### Directions:
Could you write out all of these records again with "Practice step" changed to "Labeling step" everywhere it occurs, keeping everything else the same and leaving out the pictures?

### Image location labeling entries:
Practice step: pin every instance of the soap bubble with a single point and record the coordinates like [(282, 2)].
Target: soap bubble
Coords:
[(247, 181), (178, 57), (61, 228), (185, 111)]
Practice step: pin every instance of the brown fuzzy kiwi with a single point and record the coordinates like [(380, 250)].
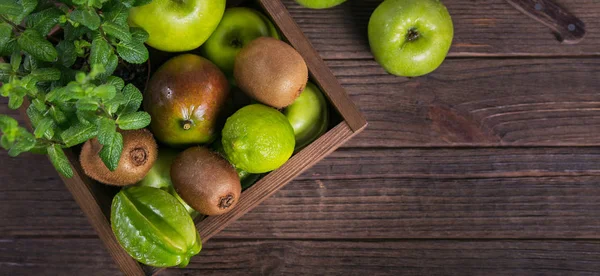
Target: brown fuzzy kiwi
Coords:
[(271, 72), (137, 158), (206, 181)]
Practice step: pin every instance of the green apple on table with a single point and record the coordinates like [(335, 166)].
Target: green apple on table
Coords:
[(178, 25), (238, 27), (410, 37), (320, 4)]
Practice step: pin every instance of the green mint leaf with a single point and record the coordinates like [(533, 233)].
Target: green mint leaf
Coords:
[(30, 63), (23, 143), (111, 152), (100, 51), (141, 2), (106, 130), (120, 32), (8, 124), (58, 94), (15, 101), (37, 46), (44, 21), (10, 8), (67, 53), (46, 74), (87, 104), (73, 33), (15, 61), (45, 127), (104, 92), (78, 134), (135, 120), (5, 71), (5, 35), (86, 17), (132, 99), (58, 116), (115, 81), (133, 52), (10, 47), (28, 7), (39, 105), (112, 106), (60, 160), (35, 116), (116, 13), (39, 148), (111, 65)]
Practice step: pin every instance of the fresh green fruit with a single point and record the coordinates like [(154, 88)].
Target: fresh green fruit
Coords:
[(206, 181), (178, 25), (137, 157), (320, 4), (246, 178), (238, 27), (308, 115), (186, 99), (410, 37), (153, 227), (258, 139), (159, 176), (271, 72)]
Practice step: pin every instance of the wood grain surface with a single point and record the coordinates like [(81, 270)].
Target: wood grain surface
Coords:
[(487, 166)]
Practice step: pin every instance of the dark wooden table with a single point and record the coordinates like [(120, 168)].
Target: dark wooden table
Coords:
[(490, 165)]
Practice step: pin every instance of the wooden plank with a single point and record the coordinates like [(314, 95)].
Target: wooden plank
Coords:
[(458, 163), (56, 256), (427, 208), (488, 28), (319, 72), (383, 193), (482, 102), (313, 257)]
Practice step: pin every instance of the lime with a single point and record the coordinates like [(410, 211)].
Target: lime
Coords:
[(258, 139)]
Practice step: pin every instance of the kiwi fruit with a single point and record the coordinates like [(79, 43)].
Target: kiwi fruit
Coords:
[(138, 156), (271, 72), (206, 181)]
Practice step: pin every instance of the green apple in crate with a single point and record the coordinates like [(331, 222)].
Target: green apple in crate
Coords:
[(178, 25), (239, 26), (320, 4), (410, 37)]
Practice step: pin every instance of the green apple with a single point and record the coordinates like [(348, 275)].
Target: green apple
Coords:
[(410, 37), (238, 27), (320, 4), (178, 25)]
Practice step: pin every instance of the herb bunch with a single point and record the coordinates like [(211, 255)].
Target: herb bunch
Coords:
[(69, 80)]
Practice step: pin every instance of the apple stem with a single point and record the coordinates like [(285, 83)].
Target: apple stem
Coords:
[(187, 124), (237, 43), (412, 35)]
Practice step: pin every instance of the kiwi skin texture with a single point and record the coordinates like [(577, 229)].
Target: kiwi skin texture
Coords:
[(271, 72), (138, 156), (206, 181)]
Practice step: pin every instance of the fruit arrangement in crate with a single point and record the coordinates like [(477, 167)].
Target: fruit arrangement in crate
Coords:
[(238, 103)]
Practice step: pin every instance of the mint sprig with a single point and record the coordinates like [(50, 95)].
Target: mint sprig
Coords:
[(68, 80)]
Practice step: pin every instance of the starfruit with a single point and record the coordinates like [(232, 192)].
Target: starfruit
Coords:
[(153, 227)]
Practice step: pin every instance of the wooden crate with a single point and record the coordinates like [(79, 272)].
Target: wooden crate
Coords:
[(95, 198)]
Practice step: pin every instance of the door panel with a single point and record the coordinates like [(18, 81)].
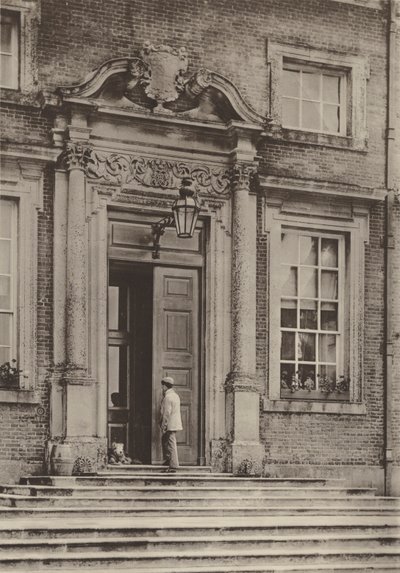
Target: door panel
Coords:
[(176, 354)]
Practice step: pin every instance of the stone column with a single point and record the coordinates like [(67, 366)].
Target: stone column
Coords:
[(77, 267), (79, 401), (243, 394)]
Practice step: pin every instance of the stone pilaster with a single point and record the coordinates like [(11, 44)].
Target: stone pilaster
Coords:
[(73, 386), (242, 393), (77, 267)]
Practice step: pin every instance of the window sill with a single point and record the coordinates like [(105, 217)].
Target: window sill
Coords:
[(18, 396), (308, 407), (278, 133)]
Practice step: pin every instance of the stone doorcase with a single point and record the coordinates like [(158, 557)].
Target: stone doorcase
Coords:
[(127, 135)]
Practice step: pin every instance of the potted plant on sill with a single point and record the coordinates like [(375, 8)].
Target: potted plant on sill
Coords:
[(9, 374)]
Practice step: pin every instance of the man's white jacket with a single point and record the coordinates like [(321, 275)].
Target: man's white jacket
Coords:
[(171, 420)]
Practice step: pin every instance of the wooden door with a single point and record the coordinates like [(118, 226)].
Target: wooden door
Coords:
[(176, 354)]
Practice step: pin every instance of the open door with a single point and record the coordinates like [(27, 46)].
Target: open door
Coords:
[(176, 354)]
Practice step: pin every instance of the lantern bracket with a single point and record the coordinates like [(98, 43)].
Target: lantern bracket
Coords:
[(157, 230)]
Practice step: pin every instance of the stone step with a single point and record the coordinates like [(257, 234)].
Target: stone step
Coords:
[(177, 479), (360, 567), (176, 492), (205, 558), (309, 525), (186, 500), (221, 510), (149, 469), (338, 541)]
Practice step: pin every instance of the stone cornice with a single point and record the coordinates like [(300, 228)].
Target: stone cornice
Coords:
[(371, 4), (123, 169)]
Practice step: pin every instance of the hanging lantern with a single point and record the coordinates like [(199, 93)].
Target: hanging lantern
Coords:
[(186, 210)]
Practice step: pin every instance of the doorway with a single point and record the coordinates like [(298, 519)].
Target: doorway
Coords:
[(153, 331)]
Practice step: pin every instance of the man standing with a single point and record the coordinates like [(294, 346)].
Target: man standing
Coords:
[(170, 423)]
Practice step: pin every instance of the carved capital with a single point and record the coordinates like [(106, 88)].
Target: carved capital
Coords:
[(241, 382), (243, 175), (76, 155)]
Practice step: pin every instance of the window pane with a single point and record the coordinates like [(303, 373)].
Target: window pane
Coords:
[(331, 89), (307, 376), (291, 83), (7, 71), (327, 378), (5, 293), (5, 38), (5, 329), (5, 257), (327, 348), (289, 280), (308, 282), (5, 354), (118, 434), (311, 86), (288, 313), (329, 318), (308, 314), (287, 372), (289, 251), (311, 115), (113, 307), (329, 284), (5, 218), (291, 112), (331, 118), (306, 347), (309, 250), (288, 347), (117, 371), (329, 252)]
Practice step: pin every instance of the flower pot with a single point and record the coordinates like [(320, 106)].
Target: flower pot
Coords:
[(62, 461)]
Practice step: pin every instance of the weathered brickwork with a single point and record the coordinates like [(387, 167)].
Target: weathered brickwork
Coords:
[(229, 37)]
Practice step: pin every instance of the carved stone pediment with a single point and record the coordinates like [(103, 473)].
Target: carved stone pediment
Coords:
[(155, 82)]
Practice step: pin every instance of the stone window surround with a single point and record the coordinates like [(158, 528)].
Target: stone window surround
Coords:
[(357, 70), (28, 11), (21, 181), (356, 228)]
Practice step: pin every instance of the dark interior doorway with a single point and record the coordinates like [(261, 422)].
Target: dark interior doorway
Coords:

### Output below:
Labeling step: pin every instance of the soap bubble with a single point and record the coordinates like [(282, 2)].
Target: soap bubble
Coords:
[(247, 181), (178, 57), (61, 228), (185, 111)]
Labeling step: pin every instance of the brown fuzzy kiwi with a single point and record the coordinates like [(380, 250)].
Target: brown fuzzy kiwi
Coords:
[(271, 72), (137, 158), (206, 181)]
Labeling step: pin every instance of the green apple on table with a single point and record the coordinates like [(335, 166)].
Target: green apple on table
Coords:
[(178, 25), (238, 27), (410, 37), (320, 4)]
Labeling step: pin every instance of the green mint leaf with a single point and record the coordinates like [(533, 233)].
Target: green mint leaf
Coords:
[(30, 63), (23, 143), (111, 152), (100, 51), (141, 2), (106, 130), (120, 32), (8, 124), (58, 94), (15, 101), (37, 46), (44, 21), (10, 8), (67, 53), (46, 74), (87, 104), (73, 33), (15, 61), (45, 127), (104, 92), (78, 134), (135, 120), (5, 71), (5, 35), (86, 17), (132, 99), (58, 116), (115, 81), (133, 52), (10, 47), (28, 7), (39, 105), (112, 106), (60, 160), (35, 116), (116, 13), (39, 148), (111, 65)]
Labeling step: pin every instance of the fresh green fruit with a single point and record the coordinates like [(154, 88)].
Target: fresh green fruit
Coords:
[(206, 181), (178, 25), (137, 157), (320, 4), (246, 178), (238, 27), (308, 115), (186, 99), (410, 37), (153, 227), (258, 139), (159, 176), (271, 72)]
Labeling step: pin every instance of the wood grain surface with a single point and record the coordinates like [(81, 270)].
Target: wood grain surface
Coords:
[(487, 166)]
Labeling step: pin every instance of the dark wooden table with a single point and record the coordinates like [(120, 168)].
Target: dark wooden table
Coords:
[(490, 165)]
Labeling step: pin every instance of the wooden plank with a single point and record the coordinates like [(314, 95)].
Target: wooden plank
Coords:
[(458, 163), (56, 256), (427, 208), (488, 28), (319, 72), (383, 193), (482, 102), (313, 257)]
Labeling step: pin every instance of the lime with a single point and record the coordinates like [(410, 211)].
Target: lime
Coords:
[(258, 139)]
Labeling step: pin every instance of the kiwi fruit with a single point and record the coordinates like [(79, 43)].
Target: kiwi fruit
Coords:
[(138, 156), (271, 72), (206, 181)]
Labeling step: pin every instance of the green apple in crate with a single point and record the coordinates like [(331, 222)].
Target: green apple in crate
Coords:
[(178, 25), (239, 26), (320, 4), (410, 37)]
Labeling step: pin every instance of the green apple with a single point and record the coordinates like [(348, 275)].
Target: green apple
Coords:
[(410, 37), (238, 27), (320, 4), (178, 25)]
Labeling step: pin every instance of the herb bunch with a single point and record the coordinates like [(211, 255)].
Target: herb bunch
Coords:
[(69, 80)]
Labeling step: pin every instance of the apple stem with a single point and record the coordinates like [(285, 83)].
Target: apple stem
Coords:
[(187, 124), (237, 43), (412, 35)]
Labeling step: pin every instance of the kiwi skin texture with a single point and record the coordinates like [(577, 229)].
Target: kiwi skin texture
Coords:
[(271, 72), (138, 156), (206, 181)]
Labeling step: pin every instance of the fruit arrangement in crate with a single point and record the coordinates like [(477, 167)].
Target: fruit arrangement in crate
Coords:
[(238, 103)]
Labeling step: pin every instance of the mint sprig with a single point and record the coordinates like [(50, 95)].
Target: mint sprig
Coords:
[(68, 80)]
Labeling step: pin every instance of the starfruit with a single point and record the coordinates like [(232, 192)].
Target: starfruit
Coords:
[(153, 227)]
Labeling step: pin every instance of the wooden crate with a single point and record the coordinates like [(79, 272)].
Target: wooden crate
Coords:
[(95, 198)]
Labeling step: pin every instance of the door panel with a single point and record the coordinates like [(18, 81)].
Target: door panel
Coords:
[(176, 354)]
Labeling step: pin every instance of the stone column with a single point and record the coordinates like [(67, 366)].
Target: stone column
Coords:
[(77, 267), (79, 401), (243, 394)]
Labeling step: pin every instance of the stone pilaster with a single point and record the coordinates like [(11, 44)].
Target: stone pilaster
Coords:
[(73, 386), (242, 393), (77, 267)]
Labeling step: pin every instance of the window sill with a single point and record the coordinates like [(105, 217)].
Target: window sill
Coords:
[(18, 396), (308, 407), (278, 133)]
Labeling step: pin every instance of the stone doorcase with a single point and record the coordinates like [(158, 557)].
Target: stone doorcase
Coords:
[(127, 135)]
Labeling step: pin every instance of the potted plant on sill with a single point and record the coordinates like [(375, 8)].
Target: potted plant on sill
Coords:
[(9, 374)]
Labeling step: pin every instance of the man's white jacket with a single point and record the coordinates like [(321, 275)].
Target: man's white jacket
Coords:
[(171, 420)]
Labeling step: pin every instance of the wooden door with a single point and record the coordinates like [(118, 226)].
Target: wooden door
Coords:
[(176, 354)]
Labeling step: pin every instance of the open door with a single point and record the coordinates like [(27, 46)].
Target: open door
Coords:
[(176, 354)]
Labeling step: pin every instance of the lantern bracket with a single point and record the coordinates like [(98, 43)].
Target: lantern bracket
Coords:
[(157, 230)]
Labeling step: pin every instance of the stone step with a single point and record the coordinates like [(257, 234)].
Target: stone step
Coords:
[(177, 479), (360, 567), (176, 492), (205, 558), (309, 525), (186, 500), (221, 510), (149, 469), (338, 541)]
Labeling step: pin every instance of the stone cornice with a single point and record the coordinates like [(300, 228)].
Target: stone cornice
Coords:
[(371, 4), (123, 169)]
Labeling step: pin every instance of the hanging lantern with a single point and record the coordinates like [(199, 93)].
Target: hanging lantern
Coords:
[(186, 210)]
Labeling step: pin every instance of the doorway with a single point and record the coordinates like [(298, 519)].
Target: doorway
Coords:
[(153, 331)]
Labeling step: pin every instance of the man standing with a single point and record the coordinates like [(294, 346)].
Target: man standing
Coords:
[(170, 423)]
Labeling step: pin every instance of the carved capital with a single point and record the coordinates like [(106, 88)].
Target: carved capital
Coords:
[(241, 382), (243, 175), (76, 155)]
Labeling step: pin every instance of the window pane with a single point and record the coordinates like [(303, 373)].
Target: window pane
Coords:
[(331, 89), (307, 376), (291, 83), (7, 71), (327, 378), (5, 293), (5, 38), (5, 329), (5, 257), (327, 348), (289, 280), (308, 282), (5, 354), (118, 434), (311, 86), (288, 313), (329, 318), (308, 314), (287, 372), (289, 251), (311, 115), (113, 307), (329, 284), (5, 218), (291, 112), (331, 118), (306, 347), (309, 250), (288, 347), (117, 371), (329, 252)]
Labeling step: pin every instance of the flower pot with a single point and record the coordinates like [(320, 106)].
Target: flower pot
Coords:
[(62, 461)]
Labeling step: pin every instance of the weathered brickwork with a single point and record the coordinates like [(387, 167)].
Target: weathered brickwork
Coords:
[(229, 37)]
Labeling step: pin every instance of the carved stone pediment with a single point and record the coordinates like [(103, 473)].
Target: carved stone pediment
Coords:
[(155, 82)]
Labeling step: pin every instance of the stone window surround with a single point and record the coordinates like [(158, 528)].
Target: stone window surround
Coords:
[(357, 70), (28, 11), (21, 181), (356, 228)]
Labeling step: pin every instance of the dark interior doorway with a single point and record the coordinates like [(261, 422)].
Target: dark interior doorway
Coords:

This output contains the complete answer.